- YOUR TASK -
Write the records below out again exactly as given, with no images.

- PROVIDED DATA -
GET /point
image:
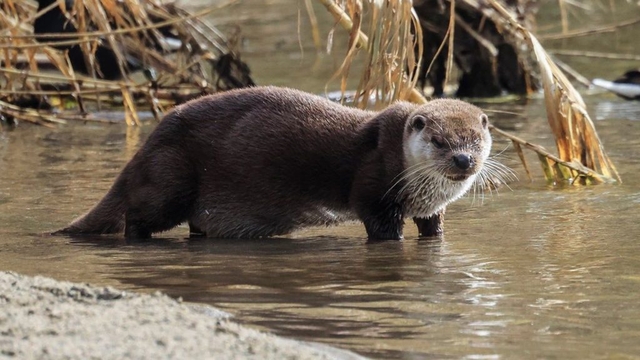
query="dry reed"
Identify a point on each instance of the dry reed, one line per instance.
(581, 158)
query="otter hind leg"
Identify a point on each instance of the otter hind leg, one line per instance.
(431, 226)
(160, 195)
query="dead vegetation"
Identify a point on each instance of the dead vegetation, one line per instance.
(581, 157)
(81, 55)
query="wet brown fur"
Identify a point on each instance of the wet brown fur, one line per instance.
(265, 161)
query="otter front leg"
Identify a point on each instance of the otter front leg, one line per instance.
(383, 222)
(431, 226)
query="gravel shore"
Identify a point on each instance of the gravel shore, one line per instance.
(41, 318)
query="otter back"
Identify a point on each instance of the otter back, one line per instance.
(266, 161)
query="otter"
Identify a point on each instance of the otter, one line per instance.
(265, 161)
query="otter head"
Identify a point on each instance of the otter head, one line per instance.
(449, 141)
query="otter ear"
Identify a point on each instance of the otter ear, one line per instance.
(484, 120)
(370, 134)
(418, 122)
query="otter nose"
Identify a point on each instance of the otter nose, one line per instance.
(462, 161)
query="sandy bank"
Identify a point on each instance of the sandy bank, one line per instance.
(48, 319)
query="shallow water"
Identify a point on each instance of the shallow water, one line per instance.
(533, 272)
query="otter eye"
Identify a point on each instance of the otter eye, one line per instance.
(437, 142)
(418, 122)
(484, 120)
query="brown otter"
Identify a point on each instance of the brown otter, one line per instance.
(265, 161)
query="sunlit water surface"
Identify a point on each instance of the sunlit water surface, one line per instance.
(535, 271)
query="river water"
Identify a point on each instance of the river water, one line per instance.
(534, 271)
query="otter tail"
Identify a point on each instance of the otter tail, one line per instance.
(107, 217)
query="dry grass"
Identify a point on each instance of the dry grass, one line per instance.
(130, 29)
(389, 49)
(581, 158)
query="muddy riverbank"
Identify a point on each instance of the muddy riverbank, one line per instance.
(42, 318)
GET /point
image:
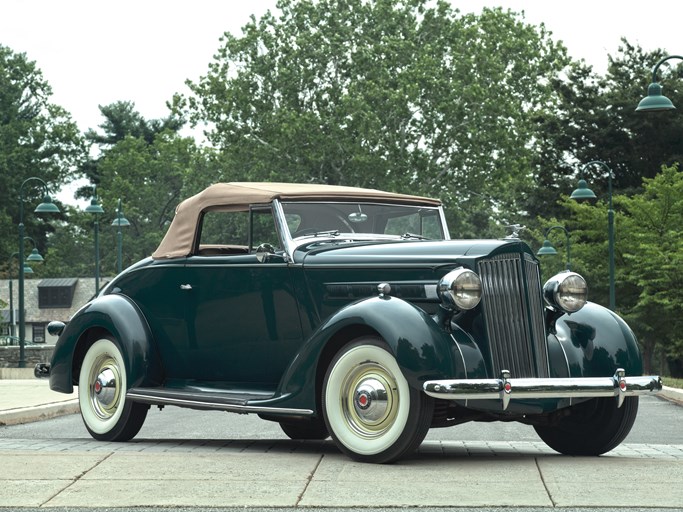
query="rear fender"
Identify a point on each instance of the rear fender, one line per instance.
(114, 315)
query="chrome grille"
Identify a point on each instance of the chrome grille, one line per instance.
(513, 314)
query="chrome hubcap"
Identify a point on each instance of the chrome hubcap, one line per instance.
(105, 387)
(370, 400)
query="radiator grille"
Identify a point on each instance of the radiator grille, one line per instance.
(513, 313)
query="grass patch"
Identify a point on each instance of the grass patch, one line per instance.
(673, 383)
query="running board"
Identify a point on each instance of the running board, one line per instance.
(214, 401)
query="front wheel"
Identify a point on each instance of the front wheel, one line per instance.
(371, 412)
(591, 428)
(102, 386)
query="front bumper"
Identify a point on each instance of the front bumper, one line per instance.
(504, 389)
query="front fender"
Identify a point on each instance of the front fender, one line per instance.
(118, 316)
(596, 341)
(422, 349)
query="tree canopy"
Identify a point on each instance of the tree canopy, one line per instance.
(405, 96)
(37, 138)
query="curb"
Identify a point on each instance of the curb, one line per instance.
(38, 412)
(672, 394)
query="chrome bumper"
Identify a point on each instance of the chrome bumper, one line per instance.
(504, 389)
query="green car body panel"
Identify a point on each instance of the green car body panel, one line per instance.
(264, 298)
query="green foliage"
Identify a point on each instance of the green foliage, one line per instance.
(37, 138)
(595, 119)
(648, 258)
(408, 96)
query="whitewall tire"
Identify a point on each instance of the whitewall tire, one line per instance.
(102, 387)
(370, 410)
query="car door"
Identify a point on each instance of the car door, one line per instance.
(241, 311)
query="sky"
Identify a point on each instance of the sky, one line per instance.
(96, 52)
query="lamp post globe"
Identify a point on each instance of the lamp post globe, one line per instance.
(583, 192)
(95, 208)
(655, 101)
(47, 206)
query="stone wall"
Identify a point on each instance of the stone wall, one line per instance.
(9, 355)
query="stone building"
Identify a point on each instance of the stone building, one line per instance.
(45, 300)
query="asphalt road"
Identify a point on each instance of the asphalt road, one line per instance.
(185, 460)
(659, 422)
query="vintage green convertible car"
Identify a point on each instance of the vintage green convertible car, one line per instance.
(348, 312)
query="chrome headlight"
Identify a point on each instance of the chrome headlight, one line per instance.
(566, 291)
(460, 289)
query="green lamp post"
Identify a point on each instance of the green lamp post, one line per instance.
(549, 250)
(95, 208)
(583, 193)
(119, 221)
(655, 101)
(47, 206)
(34, 256)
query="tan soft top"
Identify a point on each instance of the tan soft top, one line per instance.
(179, 239)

- REPLY TO THE TASK -
GET /point
image:
query="dry reed"
Identify a point on each instance of the dry reed, one line per instance.
(581, 158)
query="otter hind leg"
Identify a point on each instance of the otter hind leg, one line per instance.
(431, 226)
(160, 195)
query="dead vegetation"
Identify a point on each instance of the dead vegetation, one line per instance.
(581, 157)
(81, 55)
query="wet brown fur"
Identify a point on each instance of the wet brown fur, one line per instance.
(265, 161)
query="otter front leg"
Identify a point on each instance of the otter front leg, one line per instance.
(383, 222)
(431, 226)
query="gravel shore"
Identify a point on each instance of the gravel shore, one line per instance.
(41, 318)
query="otter back"
Identify a point on each instance of the otter back, one line per instance.
(266, 161)
query="otter"
Identify a point on each instance of the otter, one line per instance.
(265, 161)
query="otter head"
Identify a point on each instance of the otter head, one line per instance.
(449, 141)
query="otter ear"
Identify a point on each instance of the otter ear, one line per instance.
(484, 120)
(370, 134)
(418, 122)
query="otter nose"
Identify a point on each instance of the otter nose, one line per instance.
(462, 161)
query="sandy bank"
Identify a point on each instance of the sandy bank, one line per instance.
(48, 319)
query="shallow water"
Identify a point on each instance of the shallow water, one line per instance.
(533, 272)
query="otter eye"
Identify a point on each instance of the otter eye, one line per instance.
(437, 142)
(418, 122)
(484, 120)
query="brown otter"
Identify a point on each instance of the brown otter, one line per instance.
(265, 161)
query="sunlit water surface"
Identify a point on each instance of the sunlit water surface, one line per instance.
(535, 271)
query="river water"
Identify a point on each instance of the river water, one line per instance.
(534, 271)
query="otter tail"
Identify a point on each instance of the otter tail, one line per instance.
(107, 217)
query="dry grass"
Identify a point on each instance of the dry grass, one line per instance.
(130, 29)
(389, 49)
(581, 158)
query="muddy riverbank"
Identify a point on each instance of the muddy riverbank, one line per instance.
(42, 318)
GET /point
image:
query="rear fender"
Identify a point on each instance of the rear fender, one line per instance.
(114, 315)
query="chrome grille"
Identify a point on each instance of the chrome grille, one line per instance.
(513, 314)
query="chrome hubcap"
Identify a point on each instance of the chrome hubcap, one line per instance.
(105, 387)
(370, 400)
query="radiator grille"
Identify a point on each instance of the radiator grille, one line per instance.
(513, 313)
query="grass patch"
Identify a point on each instance of the grass patch, one line per instance.
(673, 383)
query="running board"
Identify a point on each instance of the running board, one line per instance.
(214, 401)
query="front wheel"
Identify a point on each instance of the front wheel, one line per instance.
(371, 412)
(591, 428)
(102, 386)
query="front bumper"
Identify a point on each instance of the front bumper, one line per instance.
(504, 389)
query="front fender"
Identify a point on each instance of the front fender, one line per instance.
(118, 316)
(596, 341)
(422, 349)
query="tree canopy"
Identify a point on each instance of the tree canopy, one line per instance.
(405, 96)
(37, 138)
query="curb"
Identify a point on each instance of the curb, one line per instance.
(38, 412)
(672, 394)
query="chrome bumper"
Identify a point on each instance of the chrome bumper, one line per instance.
(504, 389)
query="green car body panel"
Identify a point on each instance of the green car body panel, one line per instance.
(264, 298)
query="green foliage"
Identify a point on each instance of the green foliage, one line per instance.
(37, 138)
(595, 119)
(648, 258)
(408, 96)
query="whitewall tire"
Identify a point on each instance of the whitewall tire, one line per instance.
(102, 387)
(370, 410)
query="car door"
Identify a point on each instance of the car door, one line per instance.
(241, 311)
query="sky"
Identify a point on each instance of the sky, one line per instance.
(96, 52)
query="lamp post globe"
Identify a point on each instance of the lamp post globe, one line per instance.
(583, 192)
(95, 208)
(655, 101)
(47, 206)
query="stone wall"
Identify a point on each instance of the stone wall, one line per instance.
(9, 355)
query="stone building"
Identify a point on each instance of the stone building, one line per instance.
(45, 300)
query="asphalt road"
Identify a point on each instance of the asphalt road, one line per instance.
(185, 460)
(659, 422)
query="vintage green convertible car"
Identify a point on each instance of the vintage green convertible car, one line per instance.
(348, 312)
query="chrome headlight"
Identify a point on each instance of the chrome headlight, one line per instance.
(566, 291)
(460, 289)
query="green lamp post"
Identify a point on each instance of the green lamp post, one line per instance.
(549, 250)
(95, 208)
(583, 193)
(119, 221)
(655, 101)
(47, 206)
(34, 256)
query="tan soft top"
Identify a point on each instance of the tan soft top, one line per instance.
(179, 239)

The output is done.